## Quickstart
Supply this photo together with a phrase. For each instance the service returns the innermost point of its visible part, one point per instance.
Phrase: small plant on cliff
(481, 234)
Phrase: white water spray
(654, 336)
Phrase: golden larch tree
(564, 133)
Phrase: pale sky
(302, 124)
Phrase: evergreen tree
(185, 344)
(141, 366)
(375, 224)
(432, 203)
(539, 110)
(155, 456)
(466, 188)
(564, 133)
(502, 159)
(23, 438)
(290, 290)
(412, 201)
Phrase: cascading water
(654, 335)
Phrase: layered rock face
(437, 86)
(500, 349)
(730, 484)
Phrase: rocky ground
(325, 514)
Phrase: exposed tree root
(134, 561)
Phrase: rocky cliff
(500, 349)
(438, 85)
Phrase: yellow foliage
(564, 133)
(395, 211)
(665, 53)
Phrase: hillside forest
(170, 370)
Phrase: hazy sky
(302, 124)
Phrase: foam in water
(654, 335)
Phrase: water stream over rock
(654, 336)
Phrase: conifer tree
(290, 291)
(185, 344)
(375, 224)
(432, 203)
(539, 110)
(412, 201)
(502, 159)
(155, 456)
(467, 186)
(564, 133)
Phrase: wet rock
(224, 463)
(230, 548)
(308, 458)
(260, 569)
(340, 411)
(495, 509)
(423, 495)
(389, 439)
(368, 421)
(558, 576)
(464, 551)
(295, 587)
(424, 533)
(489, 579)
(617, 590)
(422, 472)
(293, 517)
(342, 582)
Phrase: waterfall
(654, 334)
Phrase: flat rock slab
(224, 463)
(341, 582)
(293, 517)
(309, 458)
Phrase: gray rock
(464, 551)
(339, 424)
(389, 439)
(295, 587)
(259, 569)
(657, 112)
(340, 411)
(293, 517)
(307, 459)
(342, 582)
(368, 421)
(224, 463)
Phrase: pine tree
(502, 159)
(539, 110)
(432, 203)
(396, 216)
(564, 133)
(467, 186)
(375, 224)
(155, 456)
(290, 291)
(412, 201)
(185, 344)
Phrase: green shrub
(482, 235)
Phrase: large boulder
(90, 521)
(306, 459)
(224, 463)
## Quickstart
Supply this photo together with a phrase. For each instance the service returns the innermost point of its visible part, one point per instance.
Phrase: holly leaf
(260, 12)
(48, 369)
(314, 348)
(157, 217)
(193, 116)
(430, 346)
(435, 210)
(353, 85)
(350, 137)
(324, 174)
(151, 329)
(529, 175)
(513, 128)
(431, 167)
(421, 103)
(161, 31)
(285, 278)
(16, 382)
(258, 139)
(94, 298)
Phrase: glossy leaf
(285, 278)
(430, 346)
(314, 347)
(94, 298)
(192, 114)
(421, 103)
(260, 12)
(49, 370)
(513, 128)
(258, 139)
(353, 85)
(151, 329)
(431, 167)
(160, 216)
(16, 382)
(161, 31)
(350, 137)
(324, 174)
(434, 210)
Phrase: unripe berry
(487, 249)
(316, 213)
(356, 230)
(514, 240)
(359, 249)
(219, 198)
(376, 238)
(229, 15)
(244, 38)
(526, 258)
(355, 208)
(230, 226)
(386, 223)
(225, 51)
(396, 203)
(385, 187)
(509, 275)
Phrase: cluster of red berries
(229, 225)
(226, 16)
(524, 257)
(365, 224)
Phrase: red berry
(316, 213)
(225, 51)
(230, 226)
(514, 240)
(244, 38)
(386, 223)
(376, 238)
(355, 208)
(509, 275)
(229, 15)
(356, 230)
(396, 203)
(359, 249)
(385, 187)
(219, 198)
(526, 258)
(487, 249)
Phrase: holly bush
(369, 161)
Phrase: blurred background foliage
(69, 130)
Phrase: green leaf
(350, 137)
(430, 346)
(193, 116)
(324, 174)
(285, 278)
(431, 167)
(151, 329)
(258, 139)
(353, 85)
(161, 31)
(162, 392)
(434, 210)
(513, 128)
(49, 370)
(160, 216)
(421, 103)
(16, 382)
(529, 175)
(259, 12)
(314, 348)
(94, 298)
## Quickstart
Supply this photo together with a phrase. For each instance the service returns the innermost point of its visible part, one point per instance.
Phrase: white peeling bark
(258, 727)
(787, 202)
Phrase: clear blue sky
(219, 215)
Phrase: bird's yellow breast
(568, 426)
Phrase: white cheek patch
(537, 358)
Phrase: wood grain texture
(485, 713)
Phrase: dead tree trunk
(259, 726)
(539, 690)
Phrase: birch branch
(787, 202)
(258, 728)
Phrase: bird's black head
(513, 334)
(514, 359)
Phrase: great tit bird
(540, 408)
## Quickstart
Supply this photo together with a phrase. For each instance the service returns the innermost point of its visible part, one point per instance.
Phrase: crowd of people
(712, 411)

|---|

**Goal of the exercise**.
Repeat each entry word for word.

**Output of the task**.
## Quickstart
Supply this photo together with a phrase. For each instance the service returns the innermost point of its visible part, one point per instance.
Phrase: small plant on cliff
(481, 234)
Phrase: white water spray
(654, 336)
Phrase: golden larch tree
(564, 133)
Phrase: pale sky
(302, 124)
Phrase: evergreen tree
(185, 344)
(141, 366)
(375, 224)
(432, 203)
(539, 110)
(155, 456)
(466, 188)
(564, 133)
(502, 159)
(23, 438)
(290, 290)
(412, 201)
Phrase: cascading water
(654, 335)
Phrase: layered rock face
(437, 86)
(500, 349)
(730, 484)
Phrase: rocky ground
(325, 514)
Phrase: exposed tree root
(134, 561)
Phrase: rocky cliff
(500, 349)
(438, 85)
Phrase: yellow foliage
(564, 133)
(395, 211)
(665, 53)
Phrase: hillside forest
(170, 370)
Phrase: hazy sky
(302, 124)
Phrase: foam in water
(654, 335)
Phrase: water stream over rock
(654, 336)
Phrase: conifer tree
(290, 291)
(185, 344)
(375, 224)
(432, 203)
(539, 110)
(412, 201)
(502, 159)
(155, 456)
(467, 186)
(564, 133)
Phrase: wet rock
(224, 463)
(230, 548)
(308, 458)
(260, 569)
(340, 411)
(495, 509)
(423, 495)
(389, 439)
(368, 421)
(558, 576)
(464, 551)
(295, 587)
(424, 533)
(489, 579)
(617, 590)
(422, 472)
(293, 517)
(342, 582)
Phrase: waterfall
(654, 334)
Phrase: flat rock slab
(224, 463)
(341, 582)
(293, 517)
(309, 458)
Phrase: gray rock
(464, 551)
(339, 424)
(389, 439)
(295, 587)
(259, 569)
(657, 112)
(340, 411)
(293, 517)
(307, 459)
(342, 582)
(368, 421)
(224, 463)
Phrase: pine tree
(502, 159)
(539, 110)
(432, 203)
(396, 216)
(564, 133)
(467, 186)
(375, 224)
(155, 456)
(290, 291)
(412, 201)
(185, 344)
Phrase: green shrub
(482, 235)
Phrase: large boulder
(90, 521)
(306, 459)
(224, 463)
## Quickstart
Supply this photo together with a phrase. For each instance the service returns the innermost point of its visible part, one point per instance.
Phrase: holly leaf
(260, 12)
(48, 369)
(314, 348)
(157, 217)
(193, 116)
(430, 346)
(435, 210)
(353, 85)
(350, 137)
(324, 174)
(151, 329)
(529, 175)
(513, 128)
(431, 167)
(421, 103)
(161, 31)
(285, 278)
(16, 382)
(258, 139)
(94, 298)
Phrase: glossy leaf
(285, 278)
(430, 346)
(314, 347)
(94, 298)
(192, 114)
(421, 103)
(260, 12)
(49, 370)
(513, 128)
(258, 139)
(353, 85)
(151, 329)
(431, 167)
(160, 216)
(16, 382)
(161, 31)
(350, 137)
(324, 174)
(434, 210)
Phrase: unripe berry
(487, 249)
(316, 213)
(356, 230)
(514, 240)
(359, 249)
(219, 198)
(376, 238)
(229, 15)
(244, 38)
(526, 258)
(355, 208)
(230, 226)
(386, 223)
(225, 51)
(396, 203)
(385, 187)
(509, 275)
Phrase: cluster of red berries
(229, 225)
(226, 16)
(524, 257)
(365, 224)
Phrase: red berry
(316, 213)
(225, 51)
(230, 226)
(514, 240)
(244, 38)
(386, 223)
(376, 238)
(355, 208)
(509, 275)
(229, 15)
(356, 230)
(396, 203)
(359, 249)
(385, 187)
(219, 198)
(526, 258)
(487, 249)
Phrase: holly bush
(369, 161)
Phrase: blurred background foliage
(69, 130)
Phrase: green leaf
(350, 137)
(430, 346)
(193, 116)
(324, 174)
(285, 278)
(431, 167)
(151, 329)
(258, 139)
(353, 85)
(161, 31)
(162, 392)
(434, 210)
(513, 128)
(49, 370)
(160, 216)
(421, 103)
(16, 382)
(529, 175)
(259, 12)
(314, 348)
(94, 298)
## Quickstart
Supply this photo together with a phrase. For each instance the service returns the innermost point of its visible part, one point per instance.
Phrase: white peeling bark
(258, 727)
(787, 202)
Phrase: clear blue sky
(219, 215)
Phrase: bird's yellow breast
(568, 426)
Phrase: white cheek patch
(537, 358)
Phrase: wood grain texture
(485, 713)
Phrase: dead tree trunk
(259, 726)
(539, 690)
Phrase: birch branch
(787, 202)
(258, 728)
Phrase: bird's black head
(513, 334)
(514, 359)
Phrase: great tit bird
(540, 408)
## Quickstart
Supply this photo together with a phrase. For each instance the service returns the innermost point of its visible part, one point per instance.
Phrase: crowd of people
(712, 411)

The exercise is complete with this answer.